Pick out every line in the rows below that contains the word "spectator", and copy each one.

** begin DATASET EXTRACT **

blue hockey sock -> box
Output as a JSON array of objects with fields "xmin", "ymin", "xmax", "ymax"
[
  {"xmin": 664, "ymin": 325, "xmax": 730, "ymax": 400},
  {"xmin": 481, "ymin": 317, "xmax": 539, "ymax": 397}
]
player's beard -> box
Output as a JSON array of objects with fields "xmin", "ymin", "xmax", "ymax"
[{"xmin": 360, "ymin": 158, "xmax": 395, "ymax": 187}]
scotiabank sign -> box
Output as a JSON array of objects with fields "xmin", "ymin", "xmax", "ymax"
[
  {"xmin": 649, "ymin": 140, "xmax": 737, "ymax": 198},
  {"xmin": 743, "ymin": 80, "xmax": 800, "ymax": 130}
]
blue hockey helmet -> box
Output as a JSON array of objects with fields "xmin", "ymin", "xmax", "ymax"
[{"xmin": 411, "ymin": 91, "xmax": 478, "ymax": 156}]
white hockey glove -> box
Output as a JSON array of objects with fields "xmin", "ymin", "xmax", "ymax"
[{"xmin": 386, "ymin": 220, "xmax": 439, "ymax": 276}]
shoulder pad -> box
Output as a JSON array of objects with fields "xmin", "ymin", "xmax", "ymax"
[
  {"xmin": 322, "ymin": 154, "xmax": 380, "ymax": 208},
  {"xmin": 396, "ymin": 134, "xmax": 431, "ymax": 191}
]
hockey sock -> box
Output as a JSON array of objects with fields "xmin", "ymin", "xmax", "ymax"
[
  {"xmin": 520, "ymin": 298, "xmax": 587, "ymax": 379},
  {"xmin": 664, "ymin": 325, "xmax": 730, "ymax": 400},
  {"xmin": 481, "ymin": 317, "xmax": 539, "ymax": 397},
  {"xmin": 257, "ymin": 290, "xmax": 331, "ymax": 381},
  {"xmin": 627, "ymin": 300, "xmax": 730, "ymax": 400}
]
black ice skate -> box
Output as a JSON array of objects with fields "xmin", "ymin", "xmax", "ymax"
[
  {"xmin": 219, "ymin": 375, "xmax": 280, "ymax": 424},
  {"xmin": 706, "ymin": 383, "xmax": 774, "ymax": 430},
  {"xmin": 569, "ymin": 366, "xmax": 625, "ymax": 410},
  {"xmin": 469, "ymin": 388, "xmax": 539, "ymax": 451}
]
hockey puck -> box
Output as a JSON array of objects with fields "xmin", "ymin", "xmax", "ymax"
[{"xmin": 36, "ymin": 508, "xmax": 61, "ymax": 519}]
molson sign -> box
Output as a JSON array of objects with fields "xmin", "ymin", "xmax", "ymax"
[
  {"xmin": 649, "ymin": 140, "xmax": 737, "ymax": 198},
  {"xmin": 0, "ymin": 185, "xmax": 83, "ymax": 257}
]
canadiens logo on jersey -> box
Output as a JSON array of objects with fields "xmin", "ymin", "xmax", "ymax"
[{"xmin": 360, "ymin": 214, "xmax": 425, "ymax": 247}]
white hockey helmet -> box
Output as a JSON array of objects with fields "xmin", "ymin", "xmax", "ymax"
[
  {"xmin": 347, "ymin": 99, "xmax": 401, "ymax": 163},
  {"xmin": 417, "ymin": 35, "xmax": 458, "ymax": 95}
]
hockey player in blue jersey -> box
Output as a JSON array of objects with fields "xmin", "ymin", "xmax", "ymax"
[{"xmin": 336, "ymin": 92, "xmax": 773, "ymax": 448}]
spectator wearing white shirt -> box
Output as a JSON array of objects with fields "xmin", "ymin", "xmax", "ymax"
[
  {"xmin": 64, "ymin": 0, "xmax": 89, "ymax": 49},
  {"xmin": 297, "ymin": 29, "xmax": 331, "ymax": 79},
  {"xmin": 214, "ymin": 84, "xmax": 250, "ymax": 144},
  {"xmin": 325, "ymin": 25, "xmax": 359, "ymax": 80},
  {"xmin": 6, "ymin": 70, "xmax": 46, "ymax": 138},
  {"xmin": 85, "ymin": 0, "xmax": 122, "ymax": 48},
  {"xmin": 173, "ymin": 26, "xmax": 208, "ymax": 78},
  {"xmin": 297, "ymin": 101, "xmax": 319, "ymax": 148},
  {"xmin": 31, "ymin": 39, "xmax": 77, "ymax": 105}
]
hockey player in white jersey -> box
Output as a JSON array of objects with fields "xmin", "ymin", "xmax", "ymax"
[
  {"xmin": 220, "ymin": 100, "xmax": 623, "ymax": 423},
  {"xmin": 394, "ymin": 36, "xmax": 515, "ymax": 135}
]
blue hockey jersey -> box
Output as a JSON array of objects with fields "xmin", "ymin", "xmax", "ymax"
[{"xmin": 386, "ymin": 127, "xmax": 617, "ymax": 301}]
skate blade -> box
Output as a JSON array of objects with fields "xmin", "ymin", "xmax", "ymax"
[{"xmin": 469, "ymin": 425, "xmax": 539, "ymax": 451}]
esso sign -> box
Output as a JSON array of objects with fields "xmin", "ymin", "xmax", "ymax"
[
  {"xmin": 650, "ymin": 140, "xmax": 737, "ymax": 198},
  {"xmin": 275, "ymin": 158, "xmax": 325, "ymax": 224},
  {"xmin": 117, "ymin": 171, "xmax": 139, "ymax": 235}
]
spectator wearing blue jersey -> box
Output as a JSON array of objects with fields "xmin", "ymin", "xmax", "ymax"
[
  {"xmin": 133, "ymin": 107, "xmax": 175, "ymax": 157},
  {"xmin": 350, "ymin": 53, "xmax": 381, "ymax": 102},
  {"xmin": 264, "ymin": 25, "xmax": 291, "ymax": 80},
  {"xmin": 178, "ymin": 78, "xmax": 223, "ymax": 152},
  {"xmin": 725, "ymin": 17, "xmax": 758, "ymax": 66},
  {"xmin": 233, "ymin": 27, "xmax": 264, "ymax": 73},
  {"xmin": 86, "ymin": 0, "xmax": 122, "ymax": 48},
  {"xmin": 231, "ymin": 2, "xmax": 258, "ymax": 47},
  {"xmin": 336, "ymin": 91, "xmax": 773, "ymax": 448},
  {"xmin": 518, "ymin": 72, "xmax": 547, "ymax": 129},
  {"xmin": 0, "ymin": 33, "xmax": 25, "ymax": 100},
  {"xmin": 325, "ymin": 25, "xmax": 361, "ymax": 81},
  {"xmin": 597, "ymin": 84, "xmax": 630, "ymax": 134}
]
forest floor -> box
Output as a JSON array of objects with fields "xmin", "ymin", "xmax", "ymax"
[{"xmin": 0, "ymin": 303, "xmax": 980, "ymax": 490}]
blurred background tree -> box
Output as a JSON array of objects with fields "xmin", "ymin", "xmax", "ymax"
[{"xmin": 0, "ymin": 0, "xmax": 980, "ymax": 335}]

** end DATASET EXTRACT **

SOLUTION TO THIS PROBLEM:
spectator wearing white shirt -> box
spectator wearing blue jersey -> box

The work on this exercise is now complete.